→ Exercise aim
All records below must be retyped exactly.

→ Provided records
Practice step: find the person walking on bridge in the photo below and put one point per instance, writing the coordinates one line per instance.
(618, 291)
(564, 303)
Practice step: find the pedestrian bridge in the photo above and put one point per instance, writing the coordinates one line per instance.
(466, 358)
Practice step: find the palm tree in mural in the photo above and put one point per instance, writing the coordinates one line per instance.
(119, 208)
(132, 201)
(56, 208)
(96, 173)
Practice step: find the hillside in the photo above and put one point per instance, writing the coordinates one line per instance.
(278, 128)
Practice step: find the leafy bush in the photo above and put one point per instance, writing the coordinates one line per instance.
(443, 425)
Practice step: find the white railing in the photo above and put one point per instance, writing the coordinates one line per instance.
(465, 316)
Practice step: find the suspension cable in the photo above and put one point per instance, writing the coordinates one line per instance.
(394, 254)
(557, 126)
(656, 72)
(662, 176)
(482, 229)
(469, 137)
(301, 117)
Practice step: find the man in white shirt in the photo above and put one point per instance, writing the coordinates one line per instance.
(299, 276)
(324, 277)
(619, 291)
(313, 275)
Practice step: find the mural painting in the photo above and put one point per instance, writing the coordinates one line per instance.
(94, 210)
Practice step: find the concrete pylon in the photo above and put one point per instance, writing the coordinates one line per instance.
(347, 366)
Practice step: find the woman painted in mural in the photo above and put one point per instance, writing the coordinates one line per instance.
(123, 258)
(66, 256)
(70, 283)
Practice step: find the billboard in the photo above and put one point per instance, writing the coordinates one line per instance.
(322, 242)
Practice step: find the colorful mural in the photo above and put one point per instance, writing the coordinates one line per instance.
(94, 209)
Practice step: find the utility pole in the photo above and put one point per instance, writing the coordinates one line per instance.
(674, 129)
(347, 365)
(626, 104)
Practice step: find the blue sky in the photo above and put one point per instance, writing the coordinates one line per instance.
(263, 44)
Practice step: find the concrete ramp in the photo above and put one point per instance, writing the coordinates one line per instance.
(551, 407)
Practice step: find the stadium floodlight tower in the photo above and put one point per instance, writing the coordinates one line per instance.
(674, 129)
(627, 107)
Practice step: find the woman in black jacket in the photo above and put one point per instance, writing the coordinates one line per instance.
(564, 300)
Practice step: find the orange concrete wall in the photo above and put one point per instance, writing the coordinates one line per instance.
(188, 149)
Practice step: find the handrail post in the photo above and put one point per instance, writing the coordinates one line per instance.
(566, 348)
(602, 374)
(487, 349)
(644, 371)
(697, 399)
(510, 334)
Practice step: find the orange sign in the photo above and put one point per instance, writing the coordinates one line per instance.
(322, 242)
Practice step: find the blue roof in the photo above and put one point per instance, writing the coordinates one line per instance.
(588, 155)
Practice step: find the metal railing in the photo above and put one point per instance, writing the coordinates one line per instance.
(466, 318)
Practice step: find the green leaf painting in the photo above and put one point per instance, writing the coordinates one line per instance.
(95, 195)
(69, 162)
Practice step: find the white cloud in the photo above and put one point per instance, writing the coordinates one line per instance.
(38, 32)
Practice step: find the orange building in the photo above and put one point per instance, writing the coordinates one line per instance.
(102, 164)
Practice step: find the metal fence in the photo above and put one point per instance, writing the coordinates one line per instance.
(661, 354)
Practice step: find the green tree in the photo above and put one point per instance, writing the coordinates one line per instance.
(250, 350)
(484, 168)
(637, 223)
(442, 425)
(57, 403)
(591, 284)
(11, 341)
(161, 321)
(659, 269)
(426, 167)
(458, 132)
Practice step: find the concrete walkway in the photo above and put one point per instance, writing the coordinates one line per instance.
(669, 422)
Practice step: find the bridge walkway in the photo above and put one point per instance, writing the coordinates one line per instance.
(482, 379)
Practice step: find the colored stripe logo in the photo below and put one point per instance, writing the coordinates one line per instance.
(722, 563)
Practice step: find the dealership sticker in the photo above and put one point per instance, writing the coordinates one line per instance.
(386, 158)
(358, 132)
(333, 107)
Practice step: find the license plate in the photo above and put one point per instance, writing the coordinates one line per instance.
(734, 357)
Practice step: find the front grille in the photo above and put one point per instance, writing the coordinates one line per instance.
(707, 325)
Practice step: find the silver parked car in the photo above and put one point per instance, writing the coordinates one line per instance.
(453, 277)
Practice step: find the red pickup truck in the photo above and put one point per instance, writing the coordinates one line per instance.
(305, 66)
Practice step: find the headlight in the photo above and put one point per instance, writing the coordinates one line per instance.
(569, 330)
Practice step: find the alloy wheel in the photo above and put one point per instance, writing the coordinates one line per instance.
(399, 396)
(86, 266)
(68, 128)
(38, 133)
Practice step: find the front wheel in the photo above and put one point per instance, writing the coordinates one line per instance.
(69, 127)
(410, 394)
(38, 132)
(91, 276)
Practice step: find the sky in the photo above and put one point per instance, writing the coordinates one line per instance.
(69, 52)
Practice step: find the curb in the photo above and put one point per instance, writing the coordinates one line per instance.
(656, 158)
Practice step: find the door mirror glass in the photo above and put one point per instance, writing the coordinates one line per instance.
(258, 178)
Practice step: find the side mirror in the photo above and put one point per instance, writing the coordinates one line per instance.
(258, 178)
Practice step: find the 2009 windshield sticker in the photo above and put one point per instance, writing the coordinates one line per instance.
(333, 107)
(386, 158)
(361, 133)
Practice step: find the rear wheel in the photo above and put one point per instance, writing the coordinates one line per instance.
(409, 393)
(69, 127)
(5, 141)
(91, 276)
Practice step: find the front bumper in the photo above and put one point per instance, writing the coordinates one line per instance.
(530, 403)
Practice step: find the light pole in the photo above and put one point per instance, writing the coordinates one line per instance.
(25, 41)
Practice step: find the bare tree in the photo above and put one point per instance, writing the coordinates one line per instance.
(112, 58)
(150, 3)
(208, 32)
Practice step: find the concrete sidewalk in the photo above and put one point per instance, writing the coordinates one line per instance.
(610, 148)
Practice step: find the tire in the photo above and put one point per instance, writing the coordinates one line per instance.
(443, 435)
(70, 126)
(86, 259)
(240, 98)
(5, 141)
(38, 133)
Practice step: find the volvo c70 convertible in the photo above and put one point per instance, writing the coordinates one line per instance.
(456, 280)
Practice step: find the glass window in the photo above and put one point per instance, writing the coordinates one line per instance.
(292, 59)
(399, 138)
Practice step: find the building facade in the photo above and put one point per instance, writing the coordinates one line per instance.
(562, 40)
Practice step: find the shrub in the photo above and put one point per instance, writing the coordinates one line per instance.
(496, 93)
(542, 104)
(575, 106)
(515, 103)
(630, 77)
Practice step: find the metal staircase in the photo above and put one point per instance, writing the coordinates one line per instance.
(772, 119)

→ Expected output
Practice step: find the person walking on bridge in the photo below and put one point per instance, writing the coordinates one line per instance.
(618, 291)
(564, 303)
Practice step: find the pedestrian bridge in the photo above and put one point per instance, writing the coordinates one line per instance.
(466, 358)
Practice step: find the palm tree in mural in the photo above and put one point per instance, writing the coordinates one line per instance.
(119, 208)
(132, 201)
(56, 208)
(96, 173)
Practice step: find the hillside in the photo above and put one point per instance, writing the coordinates one line per instance.
(278, 128)
Practice step: find the leafy bush in the photo above and put one point per instance, writing the coordinates one line per instance.
(443, 425)
Practice step: find the white railing in the photo above and put one point per instance, writing the coordinates one line per instance.
(465, 316)
Practice step: find the suspension cable in the photo above and put one point per instance, writing the coordinates one line per instance.
(394, 254)
(557, 126)
(656, 72)
(662, 176)
(482, 229)
(469, 137)
(301, 117)
Practice step: find the man in white shirt in the photo above and put one point per instance, writing the coordinates one line per instance.
(299, 276)
(324, 277)
(619, 291)
(313, 275)
Practice step: find the mural painting in the photo above and put one point per instance, writing the coordinates one line per instance.
(94, 210)
Practice step: find the concrete pylon in the photo above and put one point per instance, writing the coordinates one line per instance.
(347, 366)
Practice step: find the woman painted in mural in the photo above and put one point per instance, writing the coordinates one line per instance.
(123, 258)
(66, 256)
(70, 283)
Practice step: find the billboard in the photo above and put one point per instance, writing the coordinates one line per instance.
(322, 242)
Practice step: find the colorful mural in the photo above and put one point per instance, writing the coordinates one line per instance.
(94, 209)
Practice step: find the utility pole in the photo above and put one point per instance, writing the coordinates one line per instance.
(674, 129)
(347, 365)
(626, 104)
Practice step: find the blue sky in the photo above and put one point per instance, writing the coordinates one line per instance.
(263, 44)
Practice step: find the concrete ramp in the photo above and put one point per instance, writing the coordinates one line per instance.
(551, 407)
Practice step: find the stadium floodlight tower in the photo above and put one point per instance, writing the coordinates one line per instance.
(674, 129)
(627, 107)
Practice step: find the woman in black jacket in the photo above and put one point per instance, writing the coordinates one line per instance.
(564, 300)
Practice step: find the orange concrete wall in the photo above and put one point per instance, writing the coordinates one line per instance.
(188, 149)
Practice step: find the handrail post in the photo above and put one point per instance, writing the coordinates one line per instance.
(566, 348)
(602, 374)
(487, 349)
(644, 371)
(697, 399)
(510, 334)
Practice step: find the orange sign in the photo above and put one point per instance, writing the coordinates one line per instance.
(322, 242)
Practice step: find the blue roof in the photo above and put one point per instance, writing the coordinates one line per instance.
(588, 155)
Practice step: find the metal railing in the photo above and put one point per instance, writing the coordinates one line per instance.
(466, 318)
Practice step: find the green leaf painting in the photo above and put one point per instance, writing the coordinates one line per instance.
(95, 195)
(69, 162)
Practice step: find the white cloud in the photo above and put one point per instance, writing the coordinates one line per instance.
(38, 32)
Practice step: find the orange building in the photo above and put one point per instance, writing the coordinates one line per instance.
(102, 164)
Practice step: find the metal fence in the photo above and put one point per instance, writing the coordinates one line per instance.
(661, 354)
Practice step: find the green tree in the photo above and put one point per instance, writing the coordinates one line per instance.
(250, 350)
(484, 168)
(637, 223)
(442, 425)
(57, 403)
(591, 284)
(11, 341)
(161, 321)
(659, 269)
(426, 167)
(458, 132)
Practice step: find the concrete walkway in the photo above and put one point per instance, writing the coordinates one line per instance.
(669, 422)
Practice step: find the bridge walkway in the photo above and put one point per instance, writing the coordinates one line per instance.
(482, 379)
Practice step: find the colored stripe logo in the photo below and put one point per instance, writing the coordinates one line per instance.
(722, 563)
Practice step: find the dealership sticker in the photo above and put one point per instance, writing the coordinates one line per instance.
(386, 158)
(358, 132)
(333, 107)
Practice step: find the license plate in the photo above and put one point per instance, writing the coordinates one line per instance.
(734, 357)
Practice step: find the front grille in the photo above and put one point per instance, writing the coordinates one line per instance.
(707, 325)
Practice step: find the silver parked car in the photo above and put one point per instance, writing the coordinates one line per instance.
(453, 277)
Practice step: find the red pickup truck in the photo above and put one point per instance, writing the coordinates one line per instance.
(305, 66)
Practice step: find the headlight in the photo above and put one point per instance, writing the coordinates one line per instance.
(569, 330)
Practice step: find the alloy wheel in the photo above and put one point per instance, writing the coordinates one line per instance.
(399, 396)
(86, 266)
(68, 128)
(38, 133)
Practice step: find the front wheel in the photo above and put one point per instance, writing the coordinates one line per instance.
(69, 127)
(410, 394)
(38, 132)
(91, 276)
Practice step: find the sky in the photo above and put one point per instance, writing the coordinates one line per instance.
(69, 52)
Practice step: find the curb in the photo above and put one point per instance, writing the coordinates one line per instance.
(656, 158)
Practice step: find the door mirror glass in the photo above and put one point per instance, writing the coordinates one line per instance.
(258, 178)
Practice step: find the side mirror in the photo above and put one point per instance, writing the coordinates one line per instance.
(258, 178)
Practice step: find the 2009 windshield sticker in the photo above and put one point per instance, writing the coordinates one line per instance.
(333, 107)
(386, 158)
(361, 133)
Practice step: find the rear wheel in the photo above and put one point per instance, writing the coordinates one line per instance.
(409, 393)
(69, 127)
(5, 141)
(91, 276)
Practice step: find the front bumper in the photo above and put one point per instance, writing the coordinates one line per instance.
(530, 403)
Practice step: find the light pole in the photo above and put one point per instance, writing the coordinates one line per instance.
(25, 41)
Practice step: find the bare tree in the photo above and put one point per instance, writing the coordinates one line per instance.
(112, 58)
(150, 3)
(208, 32)
Practice step: find the concrete sidewalk in the photo above and put one point per instance, writing the coordinates one line per instance.
(610, 148)
Practice step: find the tire in the photo above and put one point per instance, writing the coordinates one line per instance.
(443, 435)
(70, 126)
(86, 259)
(240, 98)
(5, 141)
(38, 133)
Practice step: find the volvo c70 convertible in the photo above and put one point per instance, writing the coordinates one line per instance.
(456, 280)
Practice step: find the glass window in the photo above and put one point per instance, writing the coordinates one line per instance.
(292, 59)
(399, 138)
Practice step: find the building facade in the photo above and put one point per instance, writing the coordinates one line per instance.
(562, 40)
Practice step: find the shrub in the photo above and put one point per instance, writing the coordinates one line per instance.
(496, 93)
(542, 104)
(575, 106)
(515, 103)
(630, 77)
Practice step: find the metal staircase in the photo above and put one point per instance, writing the coordinates one line per instance.
(772, 119)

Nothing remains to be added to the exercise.